> [SOURCE TEXT]:
Check DNS resolution

nslookup example.company-internal.com
# Should point to WAF or load balancer IP

Verify WAF configuration (if applicable)
- Check WAF request logs in Logs explorer
- Verify upstream points to correct cluster/service
- Check if request was rate-limited or filtered
Inspect ingress controller access logs
- No logs in ingress + logs in WAF: Request forwarded to wrong cluster
- Logs in ingress but wrong backend: Check ingress resource configuration

Check ingress resource

kubectl get ingress -A
# Verify hostname matches your request domain
kubectl describe ingress <name> -n <namespace>

Verify service endpoints

kubectl get pod -o wide
kubectl get endpoints <service-name>
# Verify endpoint IPs match pod IPs

HTTP 429

Meaning: Too many requests - rate limiting applied.

Currently no component in our infrastructure returns 429. Future: APISIX gateway will return 429 when rate limits exceeded.

HTTP 4xx and 5xx (other)

Meaning: Usually returned by application, not infrastructure.

Approach: Follow HTTP 404 methodology to narrow down which layer is failing, then investigate application code/logs.

> [DATA SHOWN]:
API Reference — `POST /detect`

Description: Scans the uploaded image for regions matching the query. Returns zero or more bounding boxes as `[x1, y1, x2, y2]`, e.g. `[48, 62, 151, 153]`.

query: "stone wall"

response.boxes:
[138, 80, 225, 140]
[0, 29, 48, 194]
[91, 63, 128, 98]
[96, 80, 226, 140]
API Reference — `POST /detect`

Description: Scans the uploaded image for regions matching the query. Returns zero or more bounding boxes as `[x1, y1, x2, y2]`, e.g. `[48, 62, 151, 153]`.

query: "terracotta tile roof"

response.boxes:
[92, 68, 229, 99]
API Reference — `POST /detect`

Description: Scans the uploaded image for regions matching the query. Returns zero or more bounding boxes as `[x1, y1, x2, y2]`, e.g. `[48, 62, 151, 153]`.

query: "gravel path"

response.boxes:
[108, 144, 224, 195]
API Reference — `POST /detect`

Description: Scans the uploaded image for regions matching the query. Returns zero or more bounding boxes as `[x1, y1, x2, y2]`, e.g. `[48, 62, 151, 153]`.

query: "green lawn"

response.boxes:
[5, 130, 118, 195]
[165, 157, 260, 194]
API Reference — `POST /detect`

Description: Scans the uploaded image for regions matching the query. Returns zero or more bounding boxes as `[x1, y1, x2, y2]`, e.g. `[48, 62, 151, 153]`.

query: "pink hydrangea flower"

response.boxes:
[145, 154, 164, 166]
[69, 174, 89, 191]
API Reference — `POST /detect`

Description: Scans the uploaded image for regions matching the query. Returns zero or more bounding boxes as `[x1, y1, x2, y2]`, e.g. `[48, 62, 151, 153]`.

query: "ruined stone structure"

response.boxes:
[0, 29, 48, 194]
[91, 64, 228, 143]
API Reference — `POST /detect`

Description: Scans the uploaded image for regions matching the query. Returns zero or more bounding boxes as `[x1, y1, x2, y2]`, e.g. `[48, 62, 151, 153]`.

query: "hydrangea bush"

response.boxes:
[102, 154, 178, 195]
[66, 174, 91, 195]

> [GOALS]:
• 1. According to the HTTP troubleshooting guide, which component will return HTTP 429 in the future?
• 2. Transcribe the HTTP troubleshooting guide from "Verify service endpoints" up to and including "rate limiting applied.".
• 3. Pick up the HTTP troubleshooting guide after its last sentence and continue writing it.

> [RESULTS BY TASK]:
• 1. The APISIX gateway will return 429 when rate limits are exceeded.

• 2.
Verify service endpoints

kubectl get pod -o wide
kubectl get endpoints <service-name>
# Verify endpoint IPs match pod IPs

HTTP 429

Meaning: Too many requests - rate limiting applied.

• 3.
HTTP 502

Meaning: Invalid or malformed HTTP response from upstream.

Immediate 502 (returned right away):

Check access logs: requests going to correct upstream?
Check upstream health: especially WSGI (Python), FastCGI (PHP) servers
Check request sizes in access logs
Review proxy configuration

Delayed 502 (few seconds after request):

Something in the middle is filtering the request and returning empty response
See Connection Timeout

HTTP 503

Meaning: No available upstream - service selector wrong or no healthy pods.

For standard services:

Similar to HTTP 404 debugging but focus on k8s service and ingress
Check service selector: kubectl get svc -A
Check pod health: kubectl get pod -A
Verify pods match service selector

For services with Istio:

[!WARNING] Istio returns 503 for many different root causes. This makes debugging difficult.

Observe timing: If returned after a few seconds, likely a network issue
Check Istio logs: Is request routed within mesh or outside?
Unexpected external routing: If you see PassthroughCluster in logs
- Verify VirtualService exists and is correct
- Verify ServiceEntry exists and hostname is correct
- Similar to checking ingress resource configuration

HTTP 504

Meaning: Request timeout - forwarded to upstream but no response received.

Checklist:

Check access logs: requests going to correct upstream?
Check request duration: is timeout too short for this workload?
Check upstream logs: did request reach it?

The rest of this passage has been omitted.